Stored records
>>
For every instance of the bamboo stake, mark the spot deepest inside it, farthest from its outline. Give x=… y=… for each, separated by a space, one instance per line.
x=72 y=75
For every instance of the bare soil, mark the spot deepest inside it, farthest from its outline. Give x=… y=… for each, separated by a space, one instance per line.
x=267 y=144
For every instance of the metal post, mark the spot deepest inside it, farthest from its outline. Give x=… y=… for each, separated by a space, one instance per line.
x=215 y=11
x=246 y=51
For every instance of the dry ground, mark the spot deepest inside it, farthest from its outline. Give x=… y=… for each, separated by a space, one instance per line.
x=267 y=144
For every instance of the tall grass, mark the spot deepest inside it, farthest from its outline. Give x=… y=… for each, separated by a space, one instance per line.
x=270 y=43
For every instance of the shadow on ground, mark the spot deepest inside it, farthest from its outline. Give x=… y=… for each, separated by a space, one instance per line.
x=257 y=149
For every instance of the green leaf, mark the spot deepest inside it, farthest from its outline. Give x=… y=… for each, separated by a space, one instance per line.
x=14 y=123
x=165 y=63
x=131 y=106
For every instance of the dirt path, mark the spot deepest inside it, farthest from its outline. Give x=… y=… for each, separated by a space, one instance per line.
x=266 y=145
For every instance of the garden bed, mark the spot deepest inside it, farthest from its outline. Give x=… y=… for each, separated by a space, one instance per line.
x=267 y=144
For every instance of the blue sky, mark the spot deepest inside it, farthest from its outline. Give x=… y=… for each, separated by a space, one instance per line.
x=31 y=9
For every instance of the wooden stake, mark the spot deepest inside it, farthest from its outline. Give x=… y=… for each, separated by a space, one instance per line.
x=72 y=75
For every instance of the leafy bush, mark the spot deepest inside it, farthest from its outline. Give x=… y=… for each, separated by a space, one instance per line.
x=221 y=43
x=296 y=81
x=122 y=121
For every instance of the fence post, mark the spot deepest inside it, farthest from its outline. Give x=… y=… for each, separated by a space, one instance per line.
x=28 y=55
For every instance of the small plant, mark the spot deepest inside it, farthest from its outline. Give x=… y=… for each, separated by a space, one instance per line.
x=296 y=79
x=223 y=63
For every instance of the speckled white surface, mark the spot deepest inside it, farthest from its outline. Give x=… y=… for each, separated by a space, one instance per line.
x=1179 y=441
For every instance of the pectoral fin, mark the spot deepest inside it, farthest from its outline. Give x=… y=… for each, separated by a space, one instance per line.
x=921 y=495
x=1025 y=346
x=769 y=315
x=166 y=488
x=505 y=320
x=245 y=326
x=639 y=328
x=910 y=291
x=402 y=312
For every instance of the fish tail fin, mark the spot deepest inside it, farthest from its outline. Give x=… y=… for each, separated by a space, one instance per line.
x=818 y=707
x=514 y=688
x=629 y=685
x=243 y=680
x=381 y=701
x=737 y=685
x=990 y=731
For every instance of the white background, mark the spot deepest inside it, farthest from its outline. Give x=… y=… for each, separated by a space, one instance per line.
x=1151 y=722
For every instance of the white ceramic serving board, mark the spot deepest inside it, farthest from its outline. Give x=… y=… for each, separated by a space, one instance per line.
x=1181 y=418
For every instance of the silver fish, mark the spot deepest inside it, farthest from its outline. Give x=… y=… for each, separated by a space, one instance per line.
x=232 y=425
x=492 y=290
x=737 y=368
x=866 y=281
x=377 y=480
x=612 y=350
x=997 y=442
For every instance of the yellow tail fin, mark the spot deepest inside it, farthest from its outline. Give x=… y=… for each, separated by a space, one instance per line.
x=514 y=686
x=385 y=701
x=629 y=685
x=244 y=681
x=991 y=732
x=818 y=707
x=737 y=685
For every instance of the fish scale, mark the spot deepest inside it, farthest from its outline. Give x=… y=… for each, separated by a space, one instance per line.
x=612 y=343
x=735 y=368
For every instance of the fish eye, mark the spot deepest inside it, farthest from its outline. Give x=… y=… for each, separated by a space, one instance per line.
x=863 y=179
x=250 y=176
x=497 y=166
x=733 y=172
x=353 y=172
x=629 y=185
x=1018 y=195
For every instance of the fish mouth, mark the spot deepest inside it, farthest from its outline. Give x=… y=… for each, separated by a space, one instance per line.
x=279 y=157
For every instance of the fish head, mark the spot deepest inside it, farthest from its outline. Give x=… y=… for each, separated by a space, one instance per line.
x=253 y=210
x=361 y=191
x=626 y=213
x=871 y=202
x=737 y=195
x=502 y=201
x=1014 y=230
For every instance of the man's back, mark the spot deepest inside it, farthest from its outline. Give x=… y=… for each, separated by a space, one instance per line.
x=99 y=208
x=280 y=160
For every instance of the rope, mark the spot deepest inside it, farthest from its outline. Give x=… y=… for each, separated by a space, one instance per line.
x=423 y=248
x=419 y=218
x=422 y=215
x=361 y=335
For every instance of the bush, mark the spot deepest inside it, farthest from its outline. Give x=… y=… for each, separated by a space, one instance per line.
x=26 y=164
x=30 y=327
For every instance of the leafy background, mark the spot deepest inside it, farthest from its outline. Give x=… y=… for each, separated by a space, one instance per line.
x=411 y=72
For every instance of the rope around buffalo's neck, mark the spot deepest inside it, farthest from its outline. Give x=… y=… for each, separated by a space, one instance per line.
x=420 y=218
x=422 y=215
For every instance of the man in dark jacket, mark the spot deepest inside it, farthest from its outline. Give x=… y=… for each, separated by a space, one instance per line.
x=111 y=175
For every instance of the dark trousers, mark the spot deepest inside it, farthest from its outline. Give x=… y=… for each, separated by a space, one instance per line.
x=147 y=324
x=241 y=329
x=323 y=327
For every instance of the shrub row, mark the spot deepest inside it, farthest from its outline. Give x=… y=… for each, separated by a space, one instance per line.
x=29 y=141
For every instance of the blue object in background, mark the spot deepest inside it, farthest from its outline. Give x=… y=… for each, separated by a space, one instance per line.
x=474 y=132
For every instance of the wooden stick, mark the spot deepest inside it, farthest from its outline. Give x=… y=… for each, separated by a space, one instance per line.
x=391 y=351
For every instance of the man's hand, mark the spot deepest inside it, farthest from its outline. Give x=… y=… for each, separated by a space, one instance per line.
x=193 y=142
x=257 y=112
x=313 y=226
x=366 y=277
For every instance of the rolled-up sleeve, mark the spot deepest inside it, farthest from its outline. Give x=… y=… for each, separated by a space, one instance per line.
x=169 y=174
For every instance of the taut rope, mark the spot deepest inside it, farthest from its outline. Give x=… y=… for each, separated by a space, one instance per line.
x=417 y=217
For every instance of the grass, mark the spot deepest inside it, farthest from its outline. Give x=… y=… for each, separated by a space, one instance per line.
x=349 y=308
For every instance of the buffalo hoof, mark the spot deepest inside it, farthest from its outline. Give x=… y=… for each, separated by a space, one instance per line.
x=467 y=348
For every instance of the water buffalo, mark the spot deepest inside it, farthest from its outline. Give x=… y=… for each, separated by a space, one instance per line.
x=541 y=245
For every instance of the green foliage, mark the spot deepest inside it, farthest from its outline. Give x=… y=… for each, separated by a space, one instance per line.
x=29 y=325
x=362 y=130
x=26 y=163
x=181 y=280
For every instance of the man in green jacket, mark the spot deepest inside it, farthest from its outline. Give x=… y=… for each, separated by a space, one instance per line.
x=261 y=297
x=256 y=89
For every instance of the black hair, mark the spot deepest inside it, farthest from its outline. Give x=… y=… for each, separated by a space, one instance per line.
<<
● **Exercise prompt**
Each line above is to be copied exactly as written.

● **Written answer**
For every instance of the bamboo stake, mark the spot deepest inside it, farthest from its outline. Give x=… y=… for each, separated by a space, one instance per line.
x=72 y=75
For every instance of the bare soil, mark the spot deepest inside it, farthest from its outline. Give x=… y=… for each, separated by a space, one instance per line.
x=267 y=144
For every instance of the metal post, mark the spot deepest inside it, farthest from its outline. Give x=… y=… for each, separated by a space, one instance per line.
x=215 y=11
x=246 y=51
For every instance of the dry ground, mark the spot deepest inside it, farthest from its outline. Give x=… y=… for each, separated by a space, one instance per line.
x=267 y=144
For every instance of the tall grass, mark the spot deepest inside it, farthest from its outline. Give x=… y=… for each, separated by a space, one instance per line.
x=270 y=43
For every instance of the shadow on ground, mark the spot deepest inside it, farthest from its outline. Give x=… y=… for each, separated by a space, one instance per line.
x=257 y=149
For every instance of the green leaf, mark the spot deepest inside it, farthest from its outline. Give x=… y=… for each, separated by a space, one instance per line.
x=14 y=123
x=165 y=63
x=131 y=106
For every instance of the dirt path, mark the spot deepest inside it, farthest from its outline. Give x=… y=… for each, separated by a space, one instance per line.
x=266 y=145
For every instance of the garden bed, mark the spot deepest inside it, farthest from its outline. Give x=… y=… for each, separated by a space, one instance per line.
x=267 y=144
For every instance of the blue sky, mark the spot deepest inside it, farthest from its outline. Give x=… y=… for each, separated by a space, one instance per line.
x=31 y=9
For every instance of the wooden stake, mark the spot deepest inside it, farthest from its outline. Give x=… y=… for each, separated by a space, one instance per line.
x=72 y=75
For every instance of the leafy bush, mark the spot deepest inside it, farthest from its outline. Give x=… y=… for each, separated by a space, one instance per line.
x=221 y=43
x=296 y=81
x=122 y=121
For every instance of the fence post, mark the spot deepest inside it, farthest from its outline. Give x=… y=… for each, separated by a space, one instance per line.
x=28 y=55
For every instance of the small plant, mark the spot deepest inside it, farthest from its outline. Give x=… y=… for each, separated by a space, one instance per line.
x=296 y=79
x=223 y=63
For every instance of the speckled white surface, mark the spot deepest inside it, farthest from its outline. Give x=… y=… for each, separated by a space, one instance per line.
x=1179 y=441
For every instance of the pectoral fin, mark the spot deepest inside it, farthest from its outline. Give x=… y=… for each, separated by a space, one instance per line.
x=921 y=495
x=1025 y=346
x=769 y=315
x=166 y=488
x=505 y=320
x=245 y=326
x=639 y=328
x=910 y=291
x=402 y=312
For every instance of the fish tail fin, mark the spot deepest inside it, farthest from its outline. Give x=… y=… for each, separated by a space, one instance per line.
x=818 y=707
x=514 y=688
x=629 y=685
x=243 y=680
x=381 y=701
x=737 y=685
x=990 y=731
For every instance of the white background, mark the spot deepest inside it, farthest from its outline. Give x=… y=… for each, separated by a space, one instance per line.
x=1151 y=722
For every instance of the white ceramic serving board, mark the spot deepest inside it, farthest from its outline. Give x=… y=… for each, separated by a space, one instance per line.
x=1181 y=418
For every instance of the silver fish, mark the spot deepest inside it, farthest from its outline. Give x=… y=… for each, separated by a space, one instance per line.
x=232 y=425
x=492 y=290
x=737 y=368
x=866 y=281
x=377 y=480
x=612 y=350
x=997 y=442
For every instance of the yellow tail fin, mark the spot deepest inside it, farthest from its outline. Give x=… y=… for each, separated by a space, one instance per line.
x=514 y=686
x=385 y=701
x=629 y=685
x=244 y=681
x=991 y=732
x=818 y=707
x=737 y=685
For every instance of the fish scale, mark the spot deepest inside it, farthest from its outline. Give x=… y=… for each, separated by a space, one instance per line.
x=612 y=343
x=735 y=368
For every instance of the fish eye, mark the spot deepest inside it, farthest from its outline. Give x=… y=… for each, separated by a space, one instance per line.
x=863 y=179
x=250 y=176
x=497 y=166
x=733 y=172
x=353 y=172
x=629 y=185
x=1018 y=195
For every instance of the fish mouth, mark the spot deepest inside it, farthest from its outline. Give x=… y=… for each, separated by a space, one instance per line.
x=279 y=157
For every instance of the fish head, mark the spot deepest inside it, farthest from its outline. Give x=… y=… for each, separated by a space, one instance per line.
x=253 y=210
x=361 y=191
x=626 y=213
x=871 y=202
x=737 y=195
x=502 y=201
x=1014 y=230
For every instance of the man's back, mark the spot deepest inside it, farthest from its outline. Give x=… y=… for each, separated by a space, one instance per line.
x=99 y=208
x=280 y=160
For every instance of the rope, mark the spot deepest inside it, farthest from its outline. Give x=… y=… for each, separated by a space, one instance per line.
x=423 y=248
x=419 y=218
x=422 y=215
x=361 y=335
For every instance of the bush, mark the spot deepest inside it, farthest from its outline. Give x=… y=… for each, separated by a space, one instance per line.
x=26 y=164
x=30 y=327
For every instance of the leafy background, mark the spot deepest inside it, farthest from its outline. Give x=… y=… for each, separated by a space, one instance per line.
x=411 y=72
For every instance of the rope around buffalo's neck, mark the spot deepest inside it, farthest from its outline. Give x=… y=… for each, separated by a space, one instance per line.
x=420 y=218
x=422 y=215
For every instance of the man in dark jacket, mark the spot deepest inside it, farthest from its outline. Give x=… y=… for each, separated by a space, one instance per line.
x=111 y=175
For every instance of the dark trousers, mark the spot deepest inside it, farthest from its outline. Give x=… y=… for each, separated by a space, one instance per line.
x=147 y=324
x=241 y=329
x=323 y=327
For every instance of the shrub row, mark the spot deepest inside it, farthest from its outline. Give x=… y=… for each, separated by a space, one instance per line.
x=29 y=141
For every instance of the blue object in background, mark the spot deepest inside it, farthest from its outline. Give x=… y=… for each, separated by a space, one instance per line.
x=474 y=132
For every instance of the wooden stick, mark the spot deepest inside it, farthest from its outline. Give x=… y=… for each, separated by a space, one instance per line.
x=391 y=351
For every instance of the man's hand, mark the spot deepest inside it, farthest from its outline. Give x=… y=… for each, separated by a space, one instance per line.
x=193 y=142
x=257 y=112
x=313 y=226
x=366 y=277
For every instance of the rolled-up sleeve, mark the spot deepest inside it, farthest from its outline. Give x=… y=… for each, separated by a space, one instance per line.
x=169 y=174
For every instance of the taut rope, mark the spot deepest inside it, farthest from its outline. Give x=… y=… for each, separated by a space, one instance per line.
x=417 y=217
For every instance of the grass, mark the spot deepest inside it, farthest from its outline. Give x=… y=… for each, separated by a space, one instance per line.
x=349 y=308
For every instance of the buffalo hoof, mark the spot deepest inside it, farthest from its outline. Give x=… y=… for each, separated by a space, one instance per line.
x=467 y=348
For every instance of the water buffalo, mark the spot deepest inside it, farthest from its outline. Give x=… y=… for each, separated by a space, one instance per line.
x=541 y=245
For every instance of the green foliage, mark the spot deepest inside it, farthest from its outline. Give x=… y=… for each, separated by a space, one instance per line.
x=29 y=325
x=362 y=130
x=26 y=163
x=181 y=280
For every instance of the man in green jacket, mark the spot deepest inside it, farthest from its outline. Give x=… y=… for each, separated by a space, one instance per line.
x=261 y=297
x=256 y=89
For every instance of the black hair, mark the spot deepest inside it, farthest from its outline. Give x=… y=… for each, separated by a space, one instance per line.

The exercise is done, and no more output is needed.